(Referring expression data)
******

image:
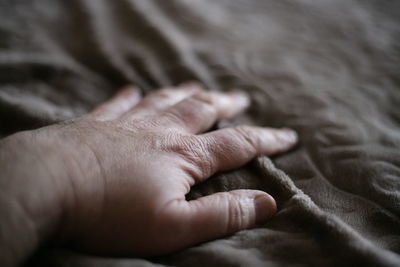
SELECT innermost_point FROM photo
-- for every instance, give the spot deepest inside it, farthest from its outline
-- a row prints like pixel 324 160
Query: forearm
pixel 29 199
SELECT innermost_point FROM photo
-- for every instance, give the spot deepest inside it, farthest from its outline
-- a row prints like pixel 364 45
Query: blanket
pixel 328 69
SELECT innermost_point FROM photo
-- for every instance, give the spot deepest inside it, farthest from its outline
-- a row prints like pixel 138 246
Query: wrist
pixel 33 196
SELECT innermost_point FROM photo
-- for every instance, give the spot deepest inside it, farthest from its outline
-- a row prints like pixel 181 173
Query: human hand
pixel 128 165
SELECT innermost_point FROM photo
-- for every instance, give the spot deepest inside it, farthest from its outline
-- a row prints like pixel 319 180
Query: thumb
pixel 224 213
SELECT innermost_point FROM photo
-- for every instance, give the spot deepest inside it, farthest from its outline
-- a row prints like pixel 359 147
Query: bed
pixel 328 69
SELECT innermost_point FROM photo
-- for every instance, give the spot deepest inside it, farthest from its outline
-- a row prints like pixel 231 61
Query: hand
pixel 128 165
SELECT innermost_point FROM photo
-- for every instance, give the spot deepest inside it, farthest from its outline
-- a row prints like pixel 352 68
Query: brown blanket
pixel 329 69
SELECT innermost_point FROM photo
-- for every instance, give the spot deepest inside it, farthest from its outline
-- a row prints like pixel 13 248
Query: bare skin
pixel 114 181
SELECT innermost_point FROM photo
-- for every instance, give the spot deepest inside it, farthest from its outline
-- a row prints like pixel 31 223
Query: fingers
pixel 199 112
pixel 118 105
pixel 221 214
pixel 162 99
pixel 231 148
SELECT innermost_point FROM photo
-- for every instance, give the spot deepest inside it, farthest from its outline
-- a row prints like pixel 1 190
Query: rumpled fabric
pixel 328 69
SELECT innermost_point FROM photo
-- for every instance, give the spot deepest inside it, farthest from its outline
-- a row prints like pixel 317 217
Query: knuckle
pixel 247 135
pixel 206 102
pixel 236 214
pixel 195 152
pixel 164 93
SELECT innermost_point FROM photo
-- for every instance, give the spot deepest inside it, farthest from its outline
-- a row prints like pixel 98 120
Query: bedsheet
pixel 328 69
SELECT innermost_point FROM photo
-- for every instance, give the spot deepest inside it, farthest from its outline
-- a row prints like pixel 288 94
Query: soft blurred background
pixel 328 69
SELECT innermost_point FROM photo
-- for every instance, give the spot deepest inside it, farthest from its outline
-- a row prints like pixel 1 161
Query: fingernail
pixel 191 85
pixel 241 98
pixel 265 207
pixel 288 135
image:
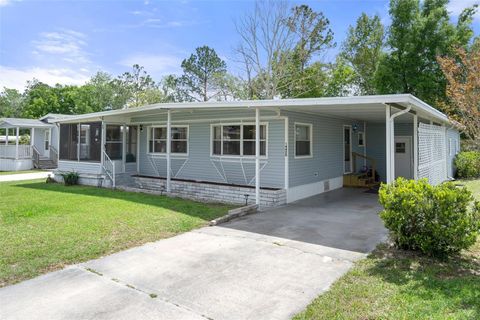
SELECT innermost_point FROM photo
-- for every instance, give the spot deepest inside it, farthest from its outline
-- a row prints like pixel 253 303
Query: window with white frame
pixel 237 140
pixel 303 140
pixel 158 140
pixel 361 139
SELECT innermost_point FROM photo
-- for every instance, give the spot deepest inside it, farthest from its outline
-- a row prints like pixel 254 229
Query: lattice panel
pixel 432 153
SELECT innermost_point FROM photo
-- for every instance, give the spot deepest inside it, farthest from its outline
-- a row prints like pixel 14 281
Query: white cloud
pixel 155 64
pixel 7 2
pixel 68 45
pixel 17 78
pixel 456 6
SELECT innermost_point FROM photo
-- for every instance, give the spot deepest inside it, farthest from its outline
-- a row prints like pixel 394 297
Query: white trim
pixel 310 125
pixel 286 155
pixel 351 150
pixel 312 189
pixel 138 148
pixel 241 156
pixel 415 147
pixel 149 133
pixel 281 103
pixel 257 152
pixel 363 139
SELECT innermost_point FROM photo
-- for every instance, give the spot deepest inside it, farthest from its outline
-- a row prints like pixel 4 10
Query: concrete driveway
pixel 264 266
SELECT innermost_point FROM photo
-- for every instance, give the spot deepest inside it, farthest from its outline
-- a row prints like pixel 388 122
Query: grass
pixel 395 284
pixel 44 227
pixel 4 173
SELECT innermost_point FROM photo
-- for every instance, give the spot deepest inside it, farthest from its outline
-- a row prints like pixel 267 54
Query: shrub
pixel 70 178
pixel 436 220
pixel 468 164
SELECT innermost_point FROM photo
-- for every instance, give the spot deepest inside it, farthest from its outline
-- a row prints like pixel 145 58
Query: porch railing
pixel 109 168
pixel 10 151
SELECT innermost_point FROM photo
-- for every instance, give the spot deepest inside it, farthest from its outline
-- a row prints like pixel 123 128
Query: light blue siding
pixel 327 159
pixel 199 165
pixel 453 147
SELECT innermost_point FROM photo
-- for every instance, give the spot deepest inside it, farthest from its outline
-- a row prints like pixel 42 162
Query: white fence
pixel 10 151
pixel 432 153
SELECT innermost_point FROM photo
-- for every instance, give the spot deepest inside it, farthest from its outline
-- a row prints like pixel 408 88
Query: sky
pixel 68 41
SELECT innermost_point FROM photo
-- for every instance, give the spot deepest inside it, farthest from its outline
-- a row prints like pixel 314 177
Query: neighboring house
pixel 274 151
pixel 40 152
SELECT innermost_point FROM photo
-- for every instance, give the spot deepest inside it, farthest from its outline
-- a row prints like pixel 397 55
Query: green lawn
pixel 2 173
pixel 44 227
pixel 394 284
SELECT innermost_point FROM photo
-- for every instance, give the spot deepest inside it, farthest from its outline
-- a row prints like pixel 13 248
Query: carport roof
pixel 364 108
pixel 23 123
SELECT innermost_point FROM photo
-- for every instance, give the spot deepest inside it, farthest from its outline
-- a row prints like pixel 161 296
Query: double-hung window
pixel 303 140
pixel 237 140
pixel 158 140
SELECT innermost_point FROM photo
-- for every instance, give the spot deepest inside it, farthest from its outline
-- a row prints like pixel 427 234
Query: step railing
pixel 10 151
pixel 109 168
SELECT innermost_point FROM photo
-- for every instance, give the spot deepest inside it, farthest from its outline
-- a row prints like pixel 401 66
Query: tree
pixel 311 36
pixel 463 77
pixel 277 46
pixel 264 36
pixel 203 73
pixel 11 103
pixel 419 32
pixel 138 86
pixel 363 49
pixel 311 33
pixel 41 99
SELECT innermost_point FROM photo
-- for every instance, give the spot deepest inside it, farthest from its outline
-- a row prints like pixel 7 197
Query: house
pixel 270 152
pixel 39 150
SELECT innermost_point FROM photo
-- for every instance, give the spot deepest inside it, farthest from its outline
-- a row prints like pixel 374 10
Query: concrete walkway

******

* _WORK REQUEST_:
Could you output every entry exactly as written, skipping the pictures?

* _ANSWER TO THIS PROBLEM_:
image:
SELECT innermost_point FROM photo
-- for every instance, give the spot deepest inside it, farthest from its outline
-- a row prints like pixel 324 160
Query: forearm
pixel 29 199
SELECT innermost_point FROM photo
-- for every instance, give the spot deepest inside it, farthest from its outline
-- a row prints like pixel 364 45
Query: blanket
pixel 328 69
SELECT innermost_point FROM photo
-- for every instance, give the spot deepest inside it, farthest from its outline
-- a row prints like pixel 138 246
Query: wrist
pixel 33 196
SELECT innermost_point FROM photo
-- for every instance, give the spot deepest inside it, farthest from its outline
-- a row prints like pixel 181 173
Query: human hand
pixel 128 165
SELECT innermost_point FROM photo
-- for every instance, give the spot deepest inside it, farthest from its outline
-- a row prints like pixel 319 180
Query: thumb
pixel 224 213
SELECT innermost_point FROM photo
-- for every instance, give the spot deepest inside it, farthest from its outline
-- a row prints like pixel 359 147
Query: bed
pixel 328 69
SELECT innermost_point FROM photo
-- for every instance, give the spot deepest inside it, farthest from its outline
-- a row prints like pixel 231 61
Query: hand
pixel 128 165
SELECT innermost_point FROM photo
-- for every instance, give the spot deepest inside it, farthest from its outline
-- a row prints like pixel 352 68
Query: brown blanket
pixel 329 69
SELECT innermost_point FROM photo
-- for every instance, give the spot deepest inside it, farthest from its outline
-- a row prints like pixel 13 248
Query: bare skin
pixel 114 181
SELECT innermost_point FROM photo
-- for every instance, give the spot deepest inside it, farthest from its outline
-- a row prints like pixel 31 223
Query: fingers
pixel 199 112
pixel 118 105
pixel 221 214
pixel 162 99
pixel 231 148
SELECT innermost_point FROM photo
-- for every instance, give the spot deepest inside it, farthest from its outline
-- a row prints like pixel 1 190
Query: rumpled fabric
pixel 328 69
SELECT innermost_point FROM photo
-- for every instance, give the spot deepest inside it, farthest from its outline
-- a row prints like pixel 317 217
Query: knuckle
pixel 247 135
pixel 206 102
pixel 236 214
pixel 195 152
pixel 164 93
SELECT innermost_point FROM photo
-- for every instance, give the spot deepest inside it, farthest from its outline
-- a row prints like pixel 98 120
Query: bedsheet
pixel 328 69
SELECT innermost_point FROM photo
-- for every instance, give the spot deepest inside it, farthest from its outline
-- a row prints like pixel 288 94
Query: soft blurred background
pixel 328 69
SELECT innermost_point FROM photo
-- for every instance, give the spot deepest inside it, farthest from its outline
-- a row prints like pixel 1 161
Query: fingernail
pixel 191 85
pixel 241 98
pixel 265 207
pixel 288 135
image:
SELECT innermost_point FROM photo
-- for every instance, give the spot deepest inside it, farthest from its outline
-- a row prints like pixel 253 303
Query: window with white frame
pixel 237 140
pixel 303 140
pixel 158 140
pixel 361 139
SELECT innermost_point FROM photo
-- for every instance, give the spot deepest inside it, farthest from its outline
-- a row prints like pixel 254 229
Query: lattice panel
pixel 432 153
SELECT innermost_point FROM photo
-- for every instance, give the spot deepest inside it, farthest from its outline
-- a row prints like pixel 14 281
Query: white cloud
pixel 155 64
pixel 7 2
pixel 68 45
pixel 17 78
pixel 456 6
SELECT innermost_point FROM photo
-- for every instance, give the spot deepest inside it, farthest from its outline
-- a row prints like pixel 394 297
Query: white trim
pixel 310 125
pixel 286 155
pixel 351 150
pixel 312 189
pixel 138 148
pixel 241 156
pixel 415 147
pixel 149 133
pixel 281 103
pixel 257 152
pixel 363 139
SELECT innermost_point FROM photo
-- for every instance, give the spot deepest inside it, farthest from its outline
-- a row prints like pixel 4 10
Query: concrete driveway
pixel 264 266
SELECT innermost_point FROM photo
-- for every instance, give the spot deepest inside it, farthest from its outline
-- a row prints like pixel 388 122
Query: grass
pixel 395 284
pixel 44 227
pixel 4 173
SELECT innermost_point FROM photo
-- for every instance, give the spot deepest inside it, farthest from its outline
-- a row prints like pixel 267 54
Query: shrub
pixel 70 178
pixel 436 220
pixel 468 164
SELECT innermost_point FROM photo
-- for every instance, give the spot deepest inside it, farthest from its outline
-- a row prints like pixel 145 58
Query: porch railing
pixel 109 168
pixel 10 151
SELECT innermost_point FROM photo
-- for every instance, give the spot deepest inside it, farthest from its outline
-- a row prints like pixel 123 128
Query: light blue siding
pixel 327 159
pixel 199 165
pixel 453 147
SELECT innermost_point FROM photo
-- for every instance, give the spot deepest inside it, farthest from its outline
-- a row prints like pixel 42 162
Query: white fence
pixel 10 151
pixel 432 153
SELECT innermost_point FROM photo
-- for every instance, give the spot deepest inside it, farthest from its outline
-- a row prints like pixel 408 88
Query: sky
pixel 68 41
SELECT innermost_point FROM photo
-- for every instance, give the spot deepest inside it, farthest from its outline
-- a row prints like pixel 314 177
Query: neighboring house
pixel 274 151
pixel 40 152
SELECT innermost_point FROM photo
-- for every instance, give the spot deepest inside it, farthest from its outline
-- a row prints like pixel 397 55
Query: green lawn
pixel 2 173
pixel 44 227
pixel 394 284
SELECT innermost_point FROM photo
-- for every instance, give the spot deepest inside it, farthest from its outline
-- a row prints like pixel 13 248
Query: carport roof
pixel 364 108
pixel 23 123
SELECT innermost_point FROM photo
-- for every instance, give the spot deepest inside it, farthest from its outline
-- a row prints like pixel 161 296
Query: double-hung window
pixel 303 140
pixel 237 140
pixel 158 140
SELECT innermost_point FROM photo
-- for every instance, give the spot deepest inside it, farthest from its outline
-- a row prints like pixel 427 234
Query: step railing
pixel 10 151
pixel 109 168
SELECT innermost_point FROM photo
-- for every instance, give the spot deepest inside it, farthest from its outline
-- a row prints like pixel 401 66
Query: tree
pixel 311 36
pixel 463 77
pixel 277 46
pixel 264 36
pixel 203 73
pixel 11 103
pixel 419 32
pixel 138 86
pixel 363 49
pixel 311 33
pixel 41 99
SELECT innermost_point FROM photo
-- for every instance, give the spot deepest inside it, farthest from its outline
-- a row prints like pixel 7 197
Query: house
pixel 270 152
pixel 39 150
SELECT innermost_point FROM photo
-- for every instance, give the spot deepest inside it, farthest from its outline
-- a row prints like pixel 374 10
Query: concrete walkway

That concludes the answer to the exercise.